(Records of labeled boxes)
# # # #

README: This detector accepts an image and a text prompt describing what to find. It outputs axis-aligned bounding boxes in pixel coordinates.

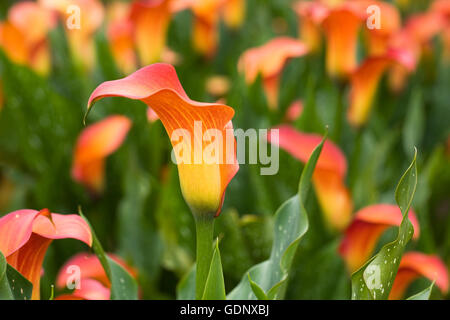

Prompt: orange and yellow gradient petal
[0,209,92,299]
[88,63,239,215]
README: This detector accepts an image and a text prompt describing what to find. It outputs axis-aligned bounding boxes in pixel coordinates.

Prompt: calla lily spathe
[339,204,420,273]
[238,37,308,109]
[72,115,131,193]
[267,125,353,230]
[294,1,328,52]
[347,50,416,127]
[0,209,92,299]
[88,63,239,215]
[55,253,137,300]
[0,1,56,75]
[389,251,449,300]
[39,0,105,70]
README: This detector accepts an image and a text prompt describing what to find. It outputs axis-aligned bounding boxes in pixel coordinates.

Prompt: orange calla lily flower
[107,20,137,73]
[294,1,329,52]
[39,0,105,70]
[322,1,366,78]
[389,252,449,300]
[0,209,92,299]
[0,1,56,75]
[72,115,131,193]
[88,63,239,215]
[206,75,230,97]
[347,50,416,127]
[56,253,137,300]
[238,37,308,109]
[106,2,137,74]
[131,0,172,65]
[358,1,401,56]
[284,100,303,122]
[267,125,353,230]
[339,204,420,273]
[172,0,227,57]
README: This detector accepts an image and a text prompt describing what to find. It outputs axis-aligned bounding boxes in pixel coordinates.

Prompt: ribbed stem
[195,215,214,300]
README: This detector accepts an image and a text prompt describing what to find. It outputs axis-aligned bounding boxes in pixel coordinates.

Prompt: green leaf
[177,263,196,300]
[352,149,417,300]
[0,252,33,300]
[247,273,269,300]
[406,281,434,300]
[78,208,138,300]
[0,251,14,300]
[228,135,326,300]
[202,241,226,300]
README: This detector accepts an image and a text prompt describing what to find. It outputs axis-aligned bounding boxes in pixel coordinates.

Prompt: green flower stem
[195,215,214,300]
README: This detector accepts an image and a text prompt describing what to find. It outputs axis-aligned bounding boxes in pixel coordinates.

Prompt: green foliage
[227,132,325,299]
[352,150,417,300]
[0,252,33,300]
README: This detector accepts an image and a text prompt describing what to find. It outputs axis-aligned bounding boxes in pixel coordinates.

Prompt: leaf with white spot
[79,209,138,300]
[406,281,434,300]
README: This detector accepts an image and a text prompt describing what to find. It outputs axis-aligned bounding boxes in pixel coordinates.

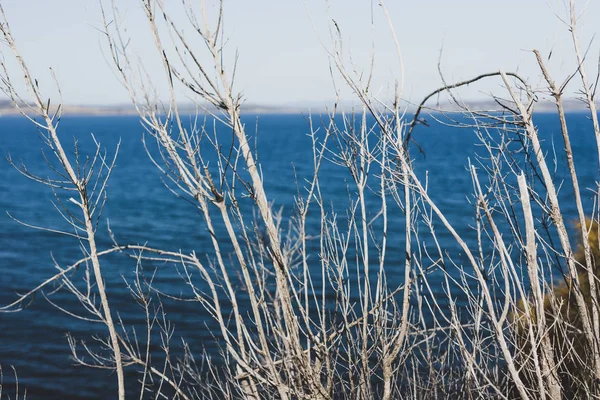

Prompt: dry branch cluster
[0,0,600,399]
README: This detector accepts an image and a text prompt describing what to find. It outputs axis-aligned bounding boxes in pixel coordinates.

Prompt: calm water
[0,114,598,399]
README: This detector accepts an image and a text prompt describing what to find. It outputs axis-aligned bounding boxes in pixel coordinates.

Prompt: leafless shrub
[0,0,600,399]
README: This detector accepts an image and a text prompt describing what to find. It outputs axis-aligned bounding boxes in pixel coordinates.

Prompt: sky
[0,0,600,106]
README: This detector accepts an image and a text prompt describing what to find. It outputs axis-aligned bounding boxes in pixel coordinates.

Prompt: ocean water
[0,114,599,399]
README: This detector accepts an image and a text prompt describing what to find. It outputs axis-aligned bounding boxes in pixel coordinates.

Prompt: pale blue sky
[2,0,600,105]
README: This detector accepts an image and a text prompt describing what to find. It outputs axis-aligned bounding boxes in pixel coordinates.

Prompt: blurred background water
[0,113,598,399]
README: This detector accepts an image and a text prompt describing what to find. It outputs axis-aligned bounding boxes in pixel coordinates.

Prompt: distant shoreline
[0,99,589,117]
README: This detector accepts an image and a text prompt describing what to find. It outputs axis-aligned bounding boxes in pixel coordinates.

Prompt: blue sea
[0,113,599,399]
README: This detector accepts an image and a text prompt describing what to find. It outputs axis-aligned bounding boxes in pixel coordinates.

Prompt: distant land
[0,99,588,116]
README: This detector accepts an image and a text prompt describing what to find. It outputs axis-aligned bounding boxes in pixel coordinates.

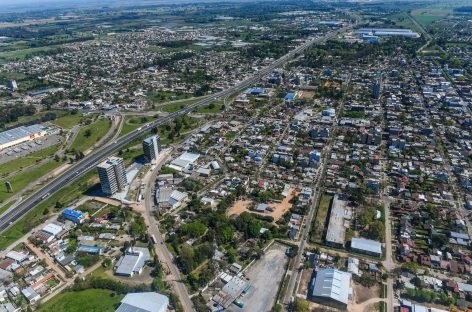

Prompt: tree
[291,298,310,312]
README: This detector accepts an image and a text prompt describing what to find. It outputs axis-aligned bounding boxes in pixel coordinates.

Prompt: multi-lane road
[0,28,344,236]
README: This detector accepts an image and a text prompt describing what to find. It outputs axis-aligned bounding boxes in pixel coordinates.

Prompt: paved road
[283,93,350,305]
[144,150,194,311]
[0,28,345,232]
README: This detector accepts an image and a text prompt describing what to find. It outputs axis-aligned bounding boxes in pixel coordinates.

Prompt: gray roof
[0,125,44,144]
[351,237,382,254]
[116,292,169,312]
[312,269,351,304]
[457,283,472,292]
[115,247,151,275]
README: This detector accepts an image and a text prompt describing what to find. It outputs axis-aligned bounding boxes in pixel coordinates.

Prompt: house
[115,247,151,277]
[115,292,169,312]
[21,287,41,303]
[61,209,86,224]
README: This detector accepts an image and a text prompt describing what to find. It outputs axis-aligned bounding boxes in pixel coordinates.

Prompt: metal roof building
[351,237,382,257]
[115,292,169,312]
[115,247,151,277]
[310,269,352,308]
[0,125,47,150]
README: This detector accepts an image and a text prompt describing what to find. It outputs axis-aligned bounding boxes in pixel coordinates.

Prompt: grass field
[197,100,224,114]
[0,170,96,250]
[310,194,333,243]
[411,8,451,26]
[120,117,148,136]
[159,97,205,113]
[0,144,60,177]
[0,45,59,64]
[0,160,61,201]
[53,113,84,129]
[387,12,420,32]
[70,119,111,152]
[148,91,192,103]
[38,289,123,312]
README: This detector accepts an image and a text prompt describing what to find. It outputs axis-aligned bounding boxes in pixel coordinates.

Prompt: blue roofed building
[62,209,86,224]
[77,245,103,255]
[309,268,352,310]
[284,93,297,105]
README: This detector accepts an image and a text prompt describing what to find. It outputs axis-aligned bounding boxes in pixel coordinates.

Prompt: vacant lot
[229,244,288,312]
[38,289,123,312]
[71,119,111,152]
[53,113,84,129]
[227,189,297,223]
[411,9,451,26]
[0,160,61,202]
[0,144,59,176]
[310,194,333,243]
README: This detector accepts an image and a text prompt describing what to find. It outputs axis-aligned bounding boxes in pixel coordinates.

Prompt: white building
[115,292,169,312]
[97,157,128,196]
[0,125,47,150]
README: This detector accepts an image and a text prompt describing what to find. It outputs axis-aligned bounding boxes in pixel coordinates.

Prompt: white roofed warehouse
[309,268,352,310]
[0,125,47,150]
[115,292,169,312]
[351,237,382,257]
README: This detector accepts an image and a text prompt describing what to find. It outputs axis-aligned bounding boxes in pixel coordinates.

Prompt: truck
[233,299,244,309]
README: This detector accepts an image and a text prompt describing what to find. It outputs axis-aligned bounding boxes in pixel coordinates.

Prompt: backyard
[38,289,123,312]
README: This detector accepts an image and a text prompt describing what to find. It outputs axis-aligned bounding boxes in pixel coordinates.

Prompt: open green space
[0,170,96,250]
[0,45,59,64]
[411,8,451,26]
[310,194,333,243]
[38,289,123,312]
[197,100,225,114]
[5,110,67,128]
[0,160,61,201]
[120,116,152,136]
[148,91,192,103]
[0,144,60,177]
[70,119,111,152]
[53,113,85,129]
[160,97,205,113]
[387,12,420,32]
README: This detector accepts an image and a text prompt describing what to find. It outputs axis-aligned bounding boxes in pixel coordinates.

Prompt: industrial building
[212,276,247,309]
[62,209,86,224]
[115,247,151,277]
[309,268,352,310]
[169,152,200,172]
[97,157,128,196]
[143,135,161,162]
[325,195,352,248]
[351,237,382,257]
[115,292,169,312]
[0,125,47,150]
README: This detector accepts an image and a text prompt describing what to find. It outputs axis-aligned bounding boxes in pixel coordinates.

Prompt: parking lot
[229,244,288,312]
[0,134,62,164]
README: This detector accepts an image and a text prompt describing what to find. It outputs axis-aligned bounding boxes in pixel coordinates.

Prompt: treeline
[0,104,36,128]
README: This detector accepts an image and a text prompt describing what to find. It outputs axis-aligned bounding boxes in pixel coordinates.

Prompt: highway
[0,28,345,236]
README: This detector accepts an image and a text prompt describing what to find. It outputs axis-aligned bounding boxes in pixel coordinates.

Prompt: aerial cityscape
[0,0,472,312]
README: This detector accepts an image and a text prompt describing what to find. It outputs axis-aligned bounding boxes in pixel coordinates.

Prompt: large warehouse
[0,125,47,150]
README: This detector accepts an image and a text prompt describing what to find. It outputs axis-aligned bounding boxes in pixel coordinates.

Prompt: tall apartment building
[97,157,128,195]
[143,135,161,162]
[372,81,381,100]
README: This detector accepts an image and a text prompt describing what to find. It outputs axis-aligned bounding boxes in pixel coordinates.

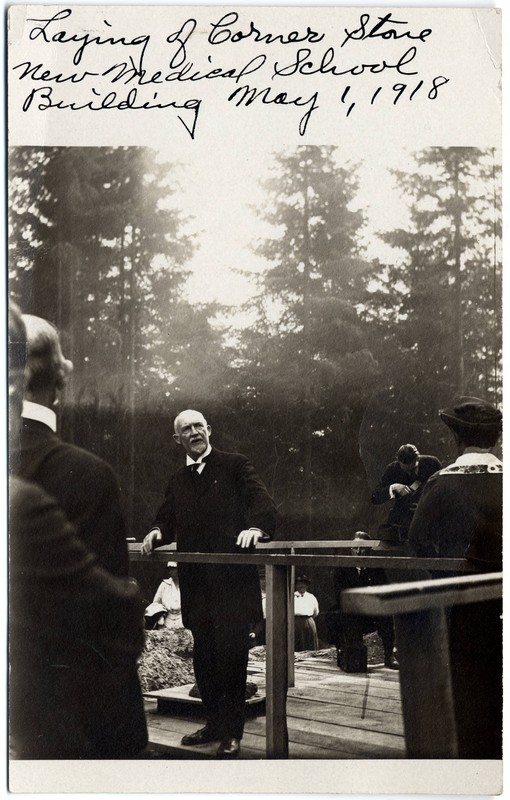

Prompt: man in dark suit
[142,409,276,758]
[408,397,503,759]
[18,315,129,575]
[372,444,441,542]
[9,300,147,759]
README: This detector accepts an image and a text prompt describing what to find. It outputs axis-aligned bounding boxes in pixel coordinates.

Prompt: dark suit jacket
[153,449,276,628]
[19,419,129,575]
[9,477,147,759]
[409,464,503,560]
[372,456,441,531]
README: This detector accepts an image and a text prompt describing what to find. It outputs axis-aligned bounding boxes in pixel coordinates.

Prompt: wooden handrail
[341,572,503,617]
[341,572,503,758]
[128,540,486,758]
[128,542,475,572]
[257,539,381,552]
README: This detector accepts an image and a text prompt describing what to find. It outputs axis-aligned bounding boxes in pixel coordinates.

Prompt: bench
[342,572,503,758]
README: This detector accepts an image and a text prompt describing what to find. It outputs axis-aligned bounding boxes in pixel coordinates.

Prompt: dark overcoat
[9,477,147,759]
[17,419,129,575]
[153,449,276,629]
[371,456,441,536]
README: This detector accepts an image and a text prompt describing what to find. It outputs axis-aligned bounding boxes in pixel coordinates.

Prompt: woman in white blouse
[145,561,183,629]
[294,575,319,651]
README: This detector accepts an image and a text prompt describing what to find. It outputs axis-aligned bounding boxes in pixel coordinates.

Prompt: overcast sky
[161,143,409,305]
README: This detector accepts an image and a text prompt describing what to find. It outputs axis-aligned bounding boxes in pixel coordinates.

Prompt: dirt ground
[138,628,384,692]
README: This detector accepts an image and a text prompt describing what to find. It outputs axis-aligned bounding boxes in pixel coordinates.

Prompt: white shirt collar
[186,445,212,472]
[455,453,503,467]
[21,400,57,433]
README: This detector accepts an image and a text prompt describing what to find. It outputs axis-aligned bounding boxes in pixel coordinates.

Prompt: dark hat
[397,444,420,464]
[439,397,503,431]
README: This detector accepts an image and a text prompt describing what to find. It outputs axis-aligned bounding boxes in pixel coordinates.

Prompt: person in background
[371,444,441,542]
[326,531,398,672]
[19,314,129,576]
[294,575,319,651]
[141,409,276,759]
[408,397,503,759]
[145,561,183,630]
[9,306,147,759]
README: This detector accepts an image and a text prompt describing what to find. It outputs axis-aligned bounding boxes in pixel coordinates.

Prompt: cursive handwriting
[274,47,417,77]
[340,11,432,47]
[10,7,450,139]
[228,86,319,136]
[23,86,202,139]
[207,11,324,44]
[28,8,150,66]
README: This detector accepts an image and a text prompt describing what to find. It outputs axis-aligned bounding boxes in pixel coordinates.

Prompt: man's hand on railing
[236,528,267,549]
[140,528,163,556]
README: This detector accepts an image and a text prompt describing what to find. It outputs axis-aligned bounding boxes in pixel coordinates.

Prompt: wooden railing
[128,539,478,758]
[342,572,503,758]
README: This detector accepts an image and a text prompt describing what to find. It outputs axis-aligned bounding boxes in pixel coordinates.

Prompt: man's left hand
[236,528,264,548]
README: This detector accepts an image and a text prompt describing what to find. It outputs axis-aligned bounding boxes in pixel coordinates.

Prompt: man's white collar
[21,400,57,433]
[186,445,212,467]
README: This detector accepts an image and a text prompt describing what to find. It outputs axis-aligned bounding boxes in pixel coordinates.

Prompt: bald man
[142,409,276,759]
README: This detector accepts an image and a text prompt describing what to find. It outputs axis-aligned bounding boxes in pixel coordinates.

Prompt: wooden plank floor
[142,655,405,759]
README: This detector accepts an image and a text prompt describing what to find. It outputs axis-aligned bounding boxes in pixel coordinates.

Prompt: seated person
[294,575,319,652]
[145,561,184,630]
[371,444,441,542]
[326,531,398,672]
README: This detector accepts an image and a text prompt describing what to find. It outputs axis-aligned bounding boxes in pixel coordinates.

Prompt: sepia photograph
[7,5,503,794]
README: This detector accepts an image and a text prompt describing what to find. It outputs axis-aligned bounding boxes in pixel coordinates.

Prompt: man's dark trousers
[192,622,250,739]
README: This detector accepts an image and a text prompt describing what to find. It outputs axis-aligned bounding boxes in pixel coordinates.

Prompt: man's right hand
[391,483,412,497]
[140,529,163,556]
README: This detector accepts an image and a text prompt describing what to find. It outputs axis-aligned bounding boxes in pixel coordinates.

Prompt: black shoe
[216,736,241,758]
[181,725,220,745]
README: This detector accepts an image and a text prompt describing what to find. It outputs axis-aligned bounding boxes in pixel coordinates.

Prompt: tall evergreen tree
[244,146,376,534]
[358,147,501,478]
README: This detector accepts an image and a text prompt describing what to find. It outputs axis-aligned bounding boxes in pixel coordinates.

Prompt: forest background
[9,146,502,596]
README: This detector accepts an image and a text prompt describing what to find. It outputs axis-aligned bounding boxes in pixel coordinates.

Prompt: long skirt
[294,617,319,652]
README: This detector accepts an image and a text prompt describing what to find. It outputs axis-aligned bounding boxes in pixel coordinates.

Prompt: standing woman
[294,575,319,652]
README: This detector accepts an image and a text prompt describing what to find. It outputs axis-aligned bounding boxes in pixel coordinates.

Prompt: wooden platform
[143,655,405,759]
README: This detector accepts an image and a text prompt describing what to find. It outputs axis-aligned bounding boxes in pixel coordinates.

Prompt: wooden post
[266,565,289,758]
[395,608,458,758]
[287,548,296,687]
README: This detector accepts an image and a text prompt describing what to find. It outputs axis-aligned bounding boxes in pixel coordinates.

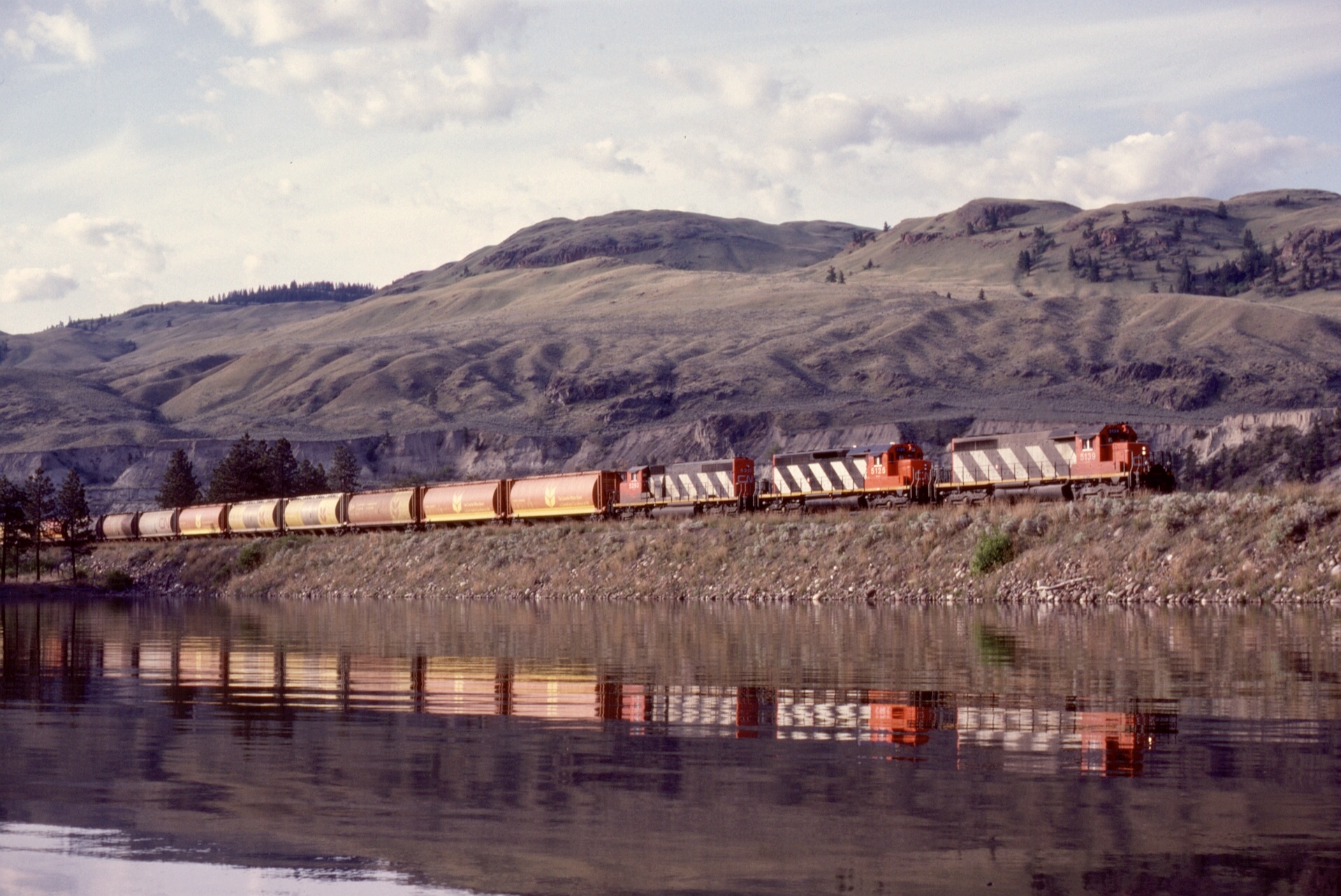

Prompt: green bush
[102,568,135,592]
[237,541,268,573]
[968,531,1015,575]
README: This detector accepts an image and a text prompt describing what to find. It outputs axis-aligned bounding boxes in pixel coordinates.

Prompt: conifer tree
[261,437,298,498]
[154,448,200,508]
[205,433,271,503]
[1173,256,1196,294]
[0,476,24,582]
[293,457,326,495]
[52,469,92,581]
[24,467,57,582]
[326,446,358,491]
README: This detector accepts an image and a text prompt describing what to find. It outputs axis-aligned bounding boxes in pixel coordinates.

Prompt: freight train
[96,423,1175,541]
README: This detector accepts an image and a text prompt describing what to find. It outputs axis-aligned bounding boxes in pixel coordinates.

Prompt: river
[0,600,1341,893]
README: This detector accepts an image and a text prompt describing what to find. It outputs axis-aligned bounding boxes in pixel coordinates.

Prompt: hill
[385,210,861,294]
[0,197,1341,509]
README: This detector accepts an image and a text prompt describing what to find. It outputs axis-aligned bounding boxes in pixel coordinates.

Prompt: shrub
[102,568,135,592]
[968,531,1015,575]
[237,541,265,573]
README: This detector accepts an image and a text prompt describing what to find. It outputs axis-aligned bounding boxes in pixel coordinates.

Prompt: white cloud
[51,212,168,277]
[665,140,800,220]
[0,264,79,303]
[200,0,526,49]
[4,9,98,66]
[173,110,228,137]
[946,114,1335,208]
[577,137,646,175]
[884,96,1020,145]
[212,0,536,130]
[223,47,536,130]
[652,59,1020,153]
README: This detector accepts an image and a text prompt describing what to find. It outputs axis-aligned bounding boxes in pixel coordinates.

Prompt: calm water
[0,602,1341,893]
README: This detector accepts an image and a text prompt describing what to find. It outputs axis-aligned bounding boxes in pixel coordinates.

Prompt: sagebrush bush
[237,541,265,573]
[968,531,1015,575]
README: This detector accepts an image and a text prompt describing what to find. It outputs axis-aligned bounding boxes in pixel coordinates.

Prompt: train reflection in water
[4,622,1178,775]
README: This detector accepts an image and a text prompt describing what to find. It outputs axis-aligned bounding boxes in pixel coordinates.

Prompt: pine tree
[205,433,271,503]
[154,448,200,508]
[1173,256,1196,294]
[263,437,298,498]
[293,457,326,495]
[326,446,358,491]
[24,467,57,582]
[54,469,92,581]
[0,476,24,582]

# # # #

> **Written task**: Pull out every line in the records above that contains the word "railing", treating uppercase and lowercase letters as different.

> **Result of the exercise**:
Prompt: man's hand on railing
Prompt: wooden railing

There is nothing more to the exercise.